= Activity =
Look through the data below for the line with "task | indicate the man's" and the line with "sample | [515, 364]", then transcribe exactly from the first through the second, leaving out all pictures.

= Records for processing =

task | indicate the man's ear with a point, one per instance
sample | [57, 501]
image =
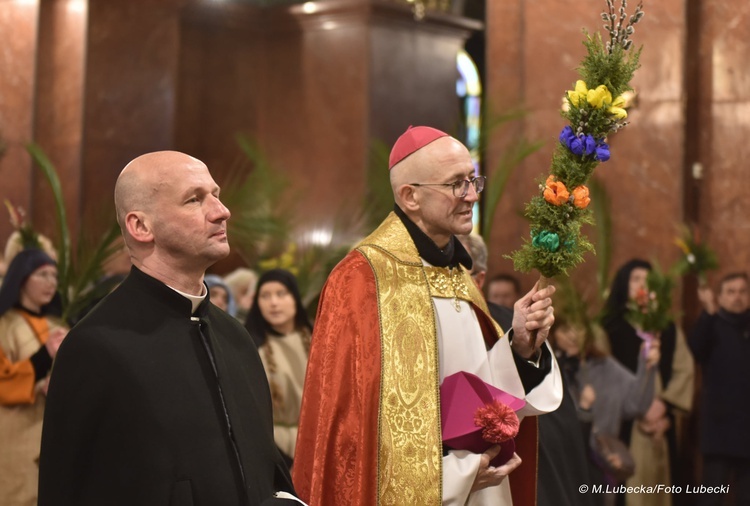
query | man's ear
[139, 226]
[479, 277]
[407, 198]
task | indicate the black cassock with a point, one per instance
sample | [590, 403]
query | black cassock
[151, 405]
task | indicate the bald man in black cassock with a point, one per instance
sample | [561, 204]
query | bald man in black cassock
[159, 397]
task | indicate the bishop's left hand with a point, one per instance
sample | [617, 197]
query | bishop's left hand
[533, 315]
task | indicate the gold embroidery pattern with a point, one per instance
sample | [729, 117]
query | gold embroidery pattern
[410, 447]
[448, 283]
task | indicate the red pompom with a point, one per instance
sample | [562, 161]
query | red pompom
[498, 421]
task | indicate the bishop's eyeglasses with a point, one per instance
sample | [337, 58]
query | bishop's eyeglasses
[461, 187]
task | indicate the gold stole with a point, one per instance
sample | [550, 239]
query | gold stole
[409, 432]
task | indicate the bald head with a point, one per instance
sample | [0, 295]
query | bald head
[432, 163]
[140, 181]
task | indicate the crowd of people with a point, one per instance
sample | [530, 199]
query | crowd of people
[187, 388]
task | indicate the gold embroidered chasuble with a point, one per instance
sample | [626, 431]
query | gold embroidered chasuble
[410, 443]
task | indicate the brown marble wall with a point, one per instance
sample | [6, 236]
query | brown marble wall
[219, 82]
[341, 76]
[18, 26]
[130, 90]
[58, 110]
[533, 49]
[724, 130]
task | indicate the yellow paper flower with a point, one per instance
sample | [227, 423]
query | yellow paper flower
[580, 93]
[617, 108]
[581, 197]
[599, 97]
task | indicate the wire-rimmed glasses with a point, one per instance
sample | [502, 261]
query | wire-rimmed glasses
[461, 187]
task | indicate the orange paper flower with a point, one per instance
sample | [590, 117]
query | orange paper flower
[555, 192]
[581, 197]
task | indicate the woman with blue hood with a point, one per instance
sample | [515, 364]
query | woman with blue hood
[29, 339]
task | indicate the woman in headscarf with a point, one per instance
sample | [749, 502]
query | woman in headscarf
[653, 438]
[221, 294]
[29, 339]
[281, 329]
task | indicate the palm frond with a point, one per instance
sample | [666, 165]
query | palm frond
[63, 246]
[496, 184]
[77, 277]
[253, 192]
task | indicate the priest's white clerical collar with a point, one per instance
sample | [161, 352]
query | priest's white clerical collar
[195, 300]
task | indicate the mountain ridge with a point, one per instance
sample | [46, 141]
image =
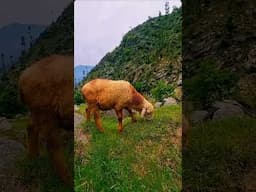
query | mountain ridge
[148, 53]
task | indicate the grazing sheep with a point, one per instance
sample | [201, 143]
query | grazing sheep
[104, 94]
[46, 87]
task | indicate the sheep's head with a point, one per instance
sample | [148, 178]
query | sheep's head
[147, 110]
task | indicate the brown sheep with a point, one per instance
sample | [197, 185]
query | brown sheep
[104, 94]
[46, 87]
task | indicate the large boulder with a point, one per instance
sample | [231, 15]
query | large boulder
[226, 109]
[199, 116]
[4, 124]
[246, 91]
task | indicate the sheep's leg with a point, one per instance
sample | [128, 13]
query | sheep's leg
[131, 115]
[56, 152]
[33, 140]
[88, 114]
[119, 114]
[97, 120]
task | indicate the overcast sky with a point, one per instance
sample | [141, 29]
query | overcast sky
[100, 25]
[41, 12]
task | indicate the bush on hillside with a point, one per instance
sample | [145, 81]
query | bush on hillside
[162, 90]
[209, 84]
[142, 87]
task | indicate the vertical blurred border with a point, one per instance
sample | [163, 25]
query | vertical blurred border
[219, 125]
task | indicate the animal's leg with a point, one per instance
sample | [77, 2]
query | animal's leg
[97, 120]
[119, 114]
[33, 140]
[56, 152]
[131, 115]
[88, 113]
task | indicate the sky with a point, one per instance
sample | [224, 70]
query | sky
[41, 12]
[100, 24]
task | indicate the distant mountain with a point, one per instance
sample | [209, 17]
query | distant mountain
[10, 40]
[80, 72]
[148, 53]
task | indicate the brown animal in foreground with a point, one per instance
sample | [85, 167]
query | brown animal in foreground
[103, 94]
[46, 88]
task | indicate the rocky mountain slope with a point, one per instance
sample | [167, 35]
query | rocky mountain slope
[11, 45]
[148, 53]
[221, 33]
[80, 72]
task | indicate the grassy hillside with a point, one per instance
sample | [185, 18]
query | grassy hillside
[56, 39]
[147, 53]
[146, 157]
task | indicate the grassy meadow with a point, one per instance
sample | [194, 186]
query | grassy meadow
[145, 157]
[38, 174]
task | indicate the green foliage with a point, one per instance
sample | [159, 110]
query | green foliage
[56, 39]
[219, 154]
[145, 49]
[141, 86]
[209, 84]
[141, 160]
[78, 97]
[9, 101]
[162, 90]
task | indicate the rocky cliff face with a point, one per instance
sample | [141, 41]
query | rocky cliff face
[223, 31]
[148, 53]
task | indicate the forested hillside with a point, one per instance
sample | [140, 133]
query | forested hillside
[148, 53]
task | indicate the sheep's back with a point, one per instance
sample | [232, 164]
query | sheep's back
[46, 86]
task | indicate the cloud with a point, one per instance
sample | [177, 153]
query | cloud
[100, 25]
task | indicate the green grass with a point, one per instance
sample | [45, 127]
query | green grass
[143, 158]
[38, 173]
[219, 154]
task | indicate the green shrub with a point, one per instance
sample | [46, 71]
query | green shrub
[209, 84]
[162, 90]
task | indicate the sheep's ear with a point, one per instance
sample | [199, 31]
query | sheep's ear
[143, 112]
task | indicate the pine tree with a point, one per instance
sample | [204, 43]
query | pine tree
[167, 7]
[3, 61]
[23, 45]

--

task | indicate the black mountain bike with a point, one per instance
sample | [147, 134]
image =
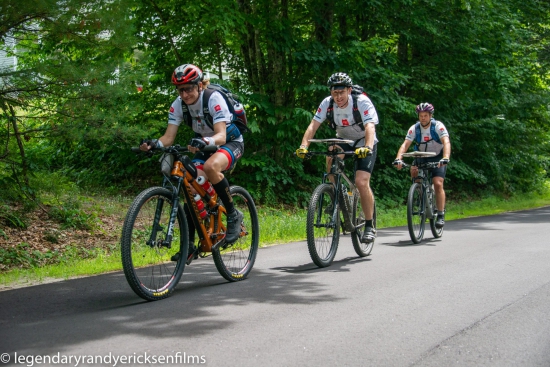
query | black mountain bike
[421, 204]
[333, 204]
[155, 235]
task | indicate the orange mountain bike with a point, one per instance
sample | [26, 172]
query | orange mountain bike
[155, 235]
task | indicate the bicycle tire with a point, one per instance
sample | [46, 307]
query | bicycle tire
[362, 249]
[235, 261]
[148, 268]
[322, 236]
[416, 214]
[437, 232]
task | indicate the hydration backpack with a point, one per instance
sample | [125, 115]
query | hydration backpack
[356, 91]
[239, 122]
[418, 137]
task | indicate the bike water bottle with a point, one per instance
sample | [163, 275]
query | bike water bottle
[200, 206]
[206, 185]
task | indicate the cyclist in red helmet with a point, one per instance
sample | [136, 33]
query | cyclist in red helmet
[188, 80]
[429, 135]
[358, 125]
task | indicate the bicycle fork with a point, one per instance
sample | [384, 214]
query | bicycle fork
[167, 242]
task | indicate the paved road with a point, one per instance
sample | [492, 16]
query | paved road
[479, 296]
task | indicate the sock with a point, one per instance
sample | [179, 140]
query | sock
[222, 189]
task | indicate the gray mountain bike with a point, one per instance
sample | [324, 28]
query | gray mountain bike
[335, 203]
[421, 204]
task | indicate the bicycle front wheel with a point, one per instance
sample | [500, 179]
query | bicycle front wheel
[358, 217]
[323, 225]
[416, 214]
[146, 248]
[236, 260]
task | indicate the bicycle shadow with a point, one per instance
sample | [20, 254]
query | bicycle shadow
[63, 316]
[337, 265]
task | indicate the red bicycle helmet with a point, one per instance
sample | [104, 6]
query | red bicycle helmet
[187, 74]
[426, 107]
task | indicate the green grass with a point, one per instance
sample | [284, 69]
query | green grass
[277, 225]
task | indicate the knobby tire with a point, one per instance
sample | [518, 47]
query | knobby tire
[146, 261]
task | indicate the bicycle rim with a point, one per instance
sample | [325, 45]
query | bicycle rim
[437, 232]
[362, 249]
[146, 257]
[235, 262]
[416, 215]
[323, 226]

--

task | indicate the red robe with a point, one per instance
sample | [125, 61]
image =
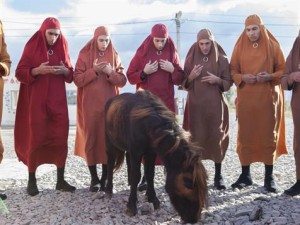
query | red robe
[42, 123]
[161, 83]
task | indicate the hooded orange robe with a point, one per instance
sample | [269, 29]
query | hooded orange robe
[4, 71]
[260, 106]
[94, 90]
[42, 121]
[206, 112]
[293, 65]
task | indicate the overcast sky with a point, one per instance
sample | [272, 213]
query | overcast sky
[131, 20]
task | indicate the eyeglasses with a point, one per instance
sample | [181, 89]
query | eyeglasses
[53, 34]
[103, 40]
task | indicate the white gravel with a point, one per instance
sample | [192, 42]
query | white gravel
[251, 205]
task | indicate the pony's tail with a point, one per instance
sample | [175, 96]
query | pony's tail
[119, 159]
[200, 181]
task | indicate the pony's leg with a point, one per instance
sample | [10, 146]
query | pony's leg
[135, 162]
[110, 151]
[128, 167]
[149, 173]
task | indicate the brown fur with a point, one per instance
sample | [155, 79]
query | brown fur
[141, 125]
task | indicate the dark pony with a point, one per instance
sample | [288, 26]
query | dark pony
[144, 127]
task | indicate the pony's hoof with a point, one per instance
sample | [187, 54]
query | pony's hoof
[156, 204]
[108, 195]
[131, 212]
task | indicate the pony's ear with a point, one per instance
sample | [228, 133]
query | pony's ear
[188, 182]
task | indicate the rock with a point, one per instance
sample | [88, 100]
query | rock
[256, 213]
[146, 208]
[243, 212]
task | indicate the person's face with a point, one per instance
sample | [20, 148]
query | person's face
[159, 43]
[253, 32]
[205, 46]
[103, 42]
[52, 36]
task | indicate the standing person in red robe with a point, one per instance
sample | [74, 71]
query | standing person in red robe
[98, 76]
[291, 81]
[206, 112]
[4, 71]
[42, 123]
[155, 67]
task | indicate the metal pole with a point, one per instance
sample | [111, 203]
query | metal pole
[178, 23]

= Completed task =
task | indicate the man's ear with a point, one per instance
sample | [57, 501]
image =
query | man's ear
[139, 226]
[479, 277]
[407, 198]
task | indicate the black cassock with a point, one per instance
sample | [590, 403]
query | black cassock
[151, 405]
task | indicate the bald man in black cassock with a point, one per instance
sample | [561, 204]
query | bald man in black cassock
[159, 397]
task | indicate the bishop's left hand with a point, one per instance
sample | [617, 197]
query | bishop's left hand
[533, 315]
task | indicate the gold embroidery pattern with a point, one per instance
sample | [729, 117]
query | gold embroidery pattern
[410, 447]
[448, 283]
task | indicate the red pompom with a point, one per instance
sample | [562, 161]
query | red pompom
[498, 421]
task | indicate the bishop's eyeglasses with a point, one per instance
sample | [337, 58]
query | bishop's eyeglasses
[461, 187]
task | indicate the gold stole with a point, one per instance
sample | [550, 239]
query | gold stole
[409, 432]
task | indicate the bald head with a point, one per instance
sample | [0, 295]
query | bald head
[432, 163]
[140, 181]
task | indicate the crowd of people with a point, one per instance
sample | [530, 199]
query | crowd of people
[187, 388]
task | indicate the gold embroidered chasuble with a point, one per instance
sample | [626, 431]
query | gold embroidered chasuble
[410, 443]
task | indicate the brown marble wall with a point, one per instance
sample | [6, 236]
query | brown marble wall
[219, 82]
[341, 76]
[18, 26]
[130, 90]
[58, 110]
[533, 49]
[724, 130]
task | indicate the yellow paper flower with a point, one per instance
sample | [227, 423]
query | yellow paper flower
[580, 93]
[617, 108]
[581, 197]
[599, 97]
task | indicate the wire-rimmed glasses with a point, one per instance
sample | [502, 261]
query | wire-rimmed glasses
[461, 187]
task | indicate the orange paper flower with a point, one per instance
sample | [590, 117]
query | orange paper flower
[555, 192]
[581, 197]
task | indicate the woman with blue hood with a point, one per instance
sample | [515, 364]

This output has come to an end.